* [EXTRAIT DU DOCUMENT]:
***

Ainsi sont évoqués les soirées Dada à travers de précieuses archives de film et de danse tout comme des documents musicaux. On découvre aussi la diversité, l’inventivité des productions dada en matière de création textile (costumes) de graphisme (affiches) de bijoux, tapisseries, broderies inspirées de l’artisanat africain, asiatique ou océanien, de collages, de créations de poupées et de marionnettes qui font écho à la dimension protéiforme des arts extra-occidentaux.
Une joyeuse danse macabre
Sophie Taeuber-Arp conçoit Le Roi Cerf en 1918. On rencontre sur sa scène treize marionnettes. Il y a Smeraldina, Truffaldino, Perroquet, bien sûr Cerf et Dr Komplex. Ils sont entourés des autres protagonistes du conte comique. Bois, peinture, huile sont bricolés. Comme les costumes qu’imagine l’artiste en copiant les poupées Katsina des Hopis d’Arizona.

***

* [DONNÉES PRÉSENTÉES]:
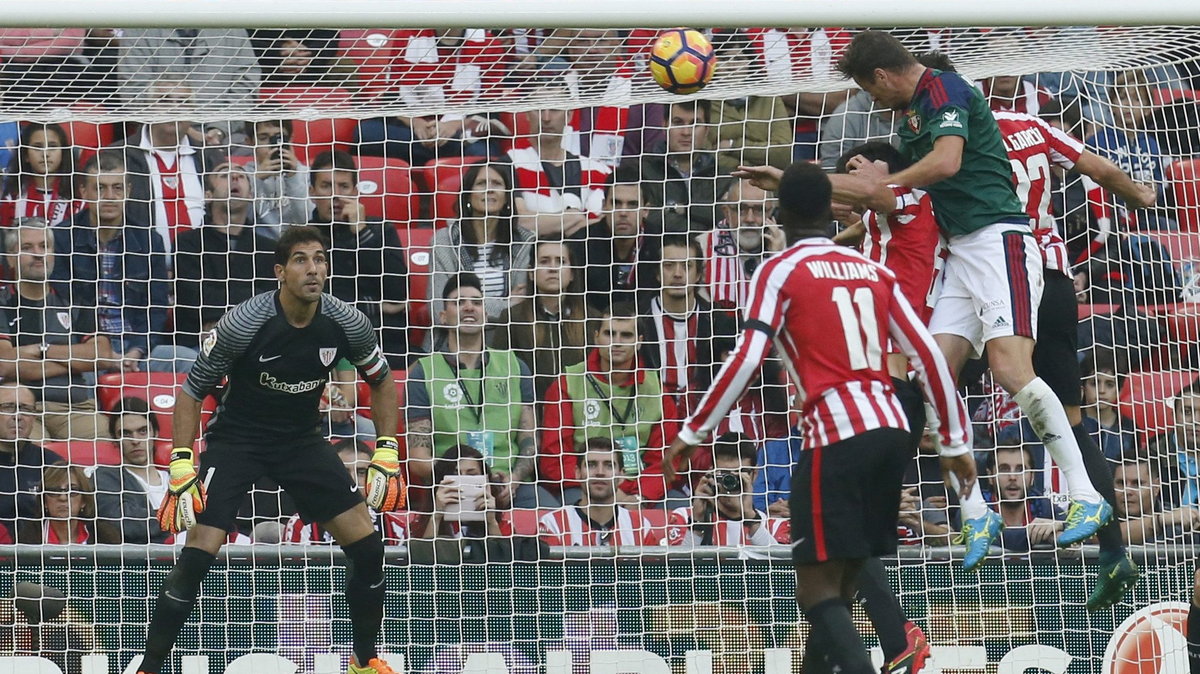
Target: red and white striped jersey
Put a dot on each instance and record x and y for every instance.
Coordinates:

***

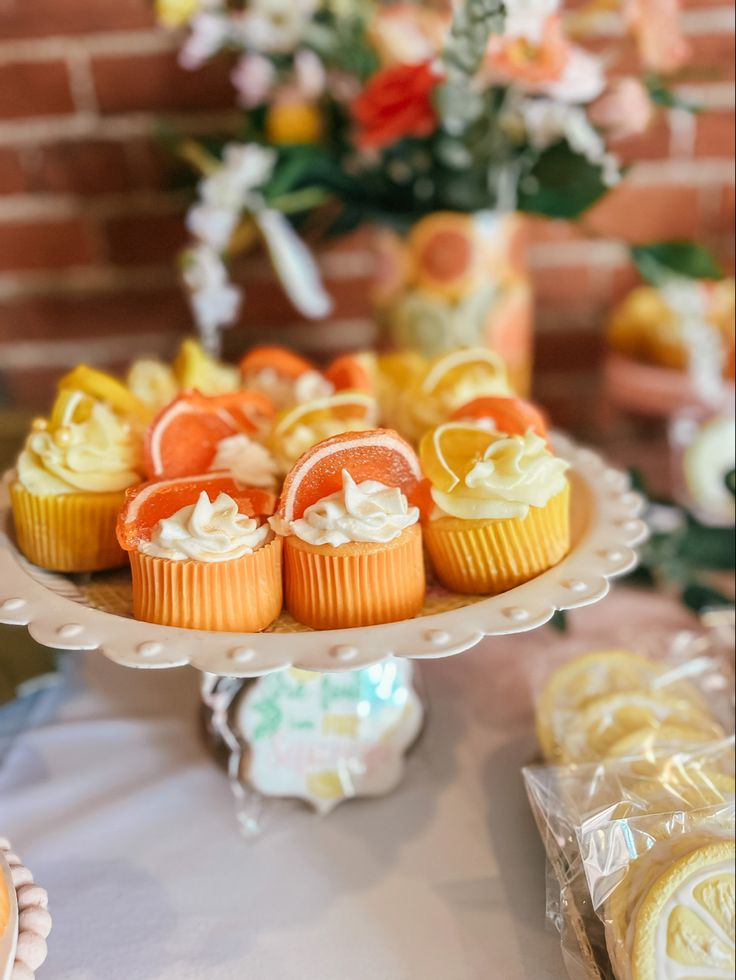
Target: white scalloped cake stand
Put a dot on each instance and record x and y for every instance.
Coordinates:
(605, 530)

***

* [EXERCICES À TRAITER]:
A. Résumez en deux phrases l'extrait sur l'art dada.
B. Veuillez poursuivre l'extrait sur l'art dada après sa dernière phrase.

* [RÉPONSES PAR EXERCICE]:
A. Les soirées Dada sont évoquées par des archives de film et de danse ainsi que par des documents musicaux, et les productions dada se révèlent diverses et inventives : costumes, affiches, bijoux, tapisseries, broderies inspirées de l'artisanat africain, asiatique ou océanien, collages, poupées et marionnettes. En 1918, Sophie Taeuber-Arp conçoit Le Roi Cerf, qui réunit sur scène treize marionnettes dont les costumes copient les poupées Katsina des Hopis d'Arizona.

B.
Autant de formes d’expression artistique qui font exploser les cadres de la culture académique jugée moribonde, celle qui a engendré les atrocités de la guerre. Car c’est bien la guerre et le carnage qui sont en toile de fond de cette joyeuse danse macabre et ce n’est sûrement pas un hasard si l’exposition s’ouvre sur l’évocation des 200 000 tirailleurs sénégalais – ce corps militaire constitué au sein de l’empire colonial et qui regroupe les soldats africains se battant sous le drapeau français, au fond des tranchées : drôle d’endroit pour une rencontre artistique. Mais la rencontre est belle… et bien là.
Du Cabaret Voltaire au Bal Nègre
De cette bousculade, surgissent des pépites. Le tout est roboratif.